» **What is asked**
a) According to the Philip H. Newcomb biography, in what year did he found The Software Revolution, Inc.?
b) Carry the Philip H. Newcomb biography forward, picking up right after its last sentence.

» **Text passage**
Philip H. Newcomb (born 1950s) is an American software engineer and CEO of The Software Revolution, Inc., known for his work in the field of formal methods of software engineering.

Biography 
Newcomb started his studies at the Indiana University in 1972, and obtained his BSc in Cognitive Psychology in 1976. In 1977 he did graduate work in computer science at the University of Washington and at Carnegie Mellon University. In 1984 he continued his studies at the Ball State University, where he obtained his MA in Computer Science in 1988. 

In 1983 Newcomb started as researcher at the Boeing Artificial Intelligence Center in Seattle, working in the field of formal methods for software engineering and artificial intelligence. He became senior principal scientist, and in 1989 director of the Software Reverse, Reengineering and Reuse Program. In 1995 he founded his own The Software Revolution, Inc., delivering solutions for software modernization.

» **Point labeling examples**
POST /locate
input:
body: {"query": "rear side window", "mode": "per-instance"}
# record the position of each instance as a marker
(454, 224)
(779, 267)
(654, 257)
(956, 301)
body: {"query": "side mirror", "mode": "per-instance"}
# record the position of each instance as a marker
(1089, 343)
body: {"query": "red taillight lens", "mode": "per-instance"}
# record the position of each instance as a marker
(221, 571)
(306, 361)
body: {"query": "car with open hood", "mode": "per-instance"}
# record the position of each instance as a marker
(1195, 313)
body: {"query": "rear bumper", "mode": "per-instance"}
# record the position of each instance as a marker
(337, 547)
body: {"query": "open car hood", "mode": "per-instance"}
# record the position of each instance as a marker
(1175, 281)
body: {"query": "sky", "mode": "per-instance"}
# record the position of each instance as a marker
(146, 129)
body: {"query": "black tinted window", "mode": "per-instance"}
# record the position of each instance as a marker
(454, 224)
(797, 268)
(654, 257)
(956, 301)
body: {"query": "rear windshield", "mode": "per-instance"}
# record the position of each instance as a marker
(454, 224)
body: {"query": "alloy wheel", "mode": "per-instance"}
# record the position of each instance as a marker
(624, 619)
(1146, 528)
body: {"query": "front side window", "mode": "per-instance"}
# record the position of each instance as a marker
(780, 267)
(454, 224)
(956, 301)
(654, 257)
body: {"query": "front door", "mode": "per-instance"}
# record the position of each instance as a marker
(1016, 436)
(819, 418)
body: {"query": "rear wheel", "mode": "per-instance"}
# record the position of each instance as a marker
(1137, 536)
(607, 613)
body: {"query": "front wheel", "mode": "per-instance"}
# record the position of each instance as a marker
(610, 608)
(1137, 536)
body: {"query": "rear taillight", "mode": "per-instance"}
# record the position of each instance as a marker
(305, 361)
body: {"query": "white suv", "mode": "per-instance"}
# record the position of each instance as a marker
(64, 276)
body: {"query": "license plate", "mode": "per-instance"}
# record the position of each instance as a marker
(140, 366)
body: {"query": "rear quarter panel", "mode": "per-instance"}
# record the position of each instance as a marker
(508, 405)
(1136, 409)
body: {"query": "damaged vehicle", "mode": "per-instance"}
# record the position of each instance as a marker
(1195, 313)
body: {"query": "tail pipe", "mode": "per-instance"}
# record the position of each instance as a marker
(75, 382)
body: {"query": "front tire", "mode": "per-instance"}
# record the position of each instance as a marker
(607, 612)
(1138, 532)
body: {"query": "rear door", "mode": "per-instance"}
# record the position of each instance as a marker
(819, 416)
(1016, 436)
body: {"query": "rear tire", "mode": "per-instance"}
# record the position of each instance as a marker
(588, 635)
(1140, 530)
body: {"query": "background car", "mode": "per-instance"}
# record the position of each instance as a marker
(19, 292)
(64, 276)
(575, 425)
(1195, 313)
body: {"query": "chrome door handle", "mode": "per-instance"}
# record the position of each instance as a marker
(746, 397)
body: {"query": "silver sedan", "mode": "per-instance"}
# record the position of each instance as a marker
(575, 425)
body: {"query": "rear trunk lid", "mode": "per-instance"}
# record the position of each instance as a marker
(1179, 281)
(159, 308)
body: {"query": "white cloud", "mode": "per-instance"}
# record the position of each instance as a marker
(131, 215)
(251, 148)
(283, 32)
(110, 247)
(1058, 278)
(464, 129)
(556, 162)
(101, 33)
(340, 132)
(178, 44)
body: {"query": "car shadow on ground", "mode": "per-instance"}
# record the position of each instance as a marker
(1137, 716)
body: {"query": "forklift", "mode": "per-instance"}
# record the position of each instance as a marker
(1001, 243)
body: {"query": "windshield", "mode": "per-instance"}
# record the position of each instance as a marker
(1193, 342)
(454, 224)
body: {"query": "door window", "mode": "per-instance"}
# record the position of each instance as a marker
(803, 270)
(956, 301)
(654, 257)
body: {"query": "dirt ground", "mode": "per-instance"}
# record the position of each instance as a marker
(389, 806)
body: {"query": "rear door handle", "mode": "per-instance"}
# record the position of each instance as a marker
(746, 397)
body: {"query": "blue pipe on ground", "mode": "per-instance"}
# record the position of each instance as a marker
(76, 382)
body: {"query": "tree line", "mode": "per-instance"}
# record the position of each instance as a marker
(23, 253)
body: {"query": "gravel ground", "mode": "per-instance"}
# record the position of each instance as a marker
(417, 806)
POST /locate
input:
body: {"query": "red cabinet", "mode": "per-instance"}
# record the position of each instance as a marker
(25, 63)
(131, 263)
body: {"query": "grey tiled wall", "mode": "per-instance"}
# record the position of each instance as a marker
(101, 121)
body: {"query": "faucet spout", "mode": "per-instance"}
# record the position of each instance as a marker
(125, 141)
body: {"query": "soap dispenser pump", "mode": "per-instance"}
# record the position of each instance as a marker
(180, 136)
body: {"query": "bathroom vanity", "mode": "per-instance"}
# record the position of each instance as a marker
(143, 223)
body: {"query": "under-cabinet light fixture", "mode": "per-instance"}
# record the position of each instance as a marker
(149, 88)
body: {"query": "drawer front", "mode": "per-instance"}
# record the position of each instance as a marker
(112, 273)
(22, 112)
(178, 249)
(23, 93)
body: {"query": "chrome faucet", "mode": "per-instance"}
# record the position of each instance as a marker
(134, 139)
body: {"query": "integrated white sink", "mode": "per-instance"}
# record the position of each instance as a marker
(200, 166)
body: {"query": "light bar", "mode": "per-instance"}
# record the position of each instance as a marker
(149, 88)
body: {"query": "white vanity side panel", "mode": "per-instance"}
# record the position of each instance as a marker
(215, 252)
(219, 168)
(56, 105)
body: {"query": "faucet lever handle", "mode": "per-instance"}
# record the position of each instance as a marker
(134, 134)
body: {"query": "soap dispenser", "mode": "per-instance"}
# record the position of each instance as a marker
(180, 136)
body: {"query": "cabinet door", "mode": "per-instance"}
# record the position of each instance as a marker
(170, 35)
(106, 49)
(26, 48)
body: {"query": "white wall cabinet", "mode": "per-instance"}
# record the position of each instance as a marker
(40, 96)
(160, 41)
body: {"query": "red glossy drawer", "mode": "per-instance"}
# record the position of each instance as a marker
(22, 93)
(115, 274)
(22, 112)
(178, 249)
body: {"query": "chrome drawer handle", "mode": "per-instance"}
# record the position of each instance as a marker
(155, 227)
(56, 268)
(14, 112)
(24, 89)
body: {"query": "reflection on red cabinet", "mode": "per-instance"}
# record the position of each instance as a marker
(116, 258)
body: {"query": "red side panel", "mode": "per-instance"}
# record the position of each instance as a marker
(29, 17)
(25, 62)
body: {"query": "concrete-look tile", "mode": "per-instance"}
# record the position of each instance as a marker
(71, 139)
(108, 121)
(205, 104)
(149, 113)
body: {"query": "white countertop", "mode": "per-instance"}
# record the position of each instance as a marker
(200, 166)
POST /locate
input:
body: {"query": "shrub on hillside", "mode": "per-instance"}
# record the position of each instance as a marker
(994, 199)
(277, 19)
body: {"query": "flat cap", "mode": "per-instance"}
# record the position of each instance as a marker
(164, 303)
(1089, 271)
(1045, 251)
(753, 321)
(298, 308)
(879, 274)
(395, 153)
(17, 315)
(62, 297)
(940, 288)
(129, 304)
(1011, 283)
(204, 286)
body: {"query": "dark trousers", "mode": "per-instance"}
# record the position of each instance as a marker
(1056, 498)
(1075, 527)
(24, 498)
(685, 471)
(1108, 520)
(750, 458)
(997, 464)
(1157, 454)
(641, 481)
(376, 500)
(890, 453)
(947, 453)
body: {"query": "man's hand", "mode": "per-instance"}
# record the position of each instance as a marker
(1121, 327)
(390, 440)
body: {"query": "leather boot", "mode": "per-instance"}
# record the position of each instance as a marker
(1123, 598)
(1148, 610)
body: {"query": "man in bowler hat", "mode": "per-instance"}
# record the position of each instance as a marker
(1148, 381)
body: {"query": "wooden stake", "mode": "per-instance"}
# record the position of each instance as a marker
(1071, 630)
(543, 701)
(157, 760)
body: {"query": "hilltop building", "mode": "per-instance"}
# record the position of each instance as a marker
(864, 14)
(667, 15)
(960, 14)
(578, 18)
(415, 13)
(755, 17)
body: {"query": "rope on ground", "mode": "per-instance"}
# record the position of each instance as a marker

» **Task results**
a) 1995

b)
In 2012 he was awarded the Stevens Award in recognition of his outstanding contributions to the literature or practice of methods for software and systems development.

Selected publications 
 Ulrich, William M., and Philip Newcomb. Information Systems Transformation: Architecture-Driven Modernization Case Studies. Morgan Kaufmann, 2010.

Articles, a selection:
 Newcomb, Philip, and Lawrence Markosian. "Automating the modularization of large COBOL programs: application of an enabling technology for reengineering." Reverse Engineering, 1993., Proceedings of Working Conference on. IEEE, 1993.
 Markosian, L., Newcomb, P., Brand, R., Burson, S., & Kitzmiller, T. (1994). "Using an enabling technology to reengineer legacy systems." Communications of the ACM, 37(5), 58-70.
 Newcomb, Philip, and Gordon Kotik. "Reengineering procedural into object-oriented systems." 2013 20th Working Conference on Reverse Engineering (WCRE). IEEE Computer Society, 1995.
 Newcomb, Philip. "Architecture-driven modernization (ADM)." 2013 20th Working Conference on Reverse Engineering (WCRE). IEEE Computer Society, 2005.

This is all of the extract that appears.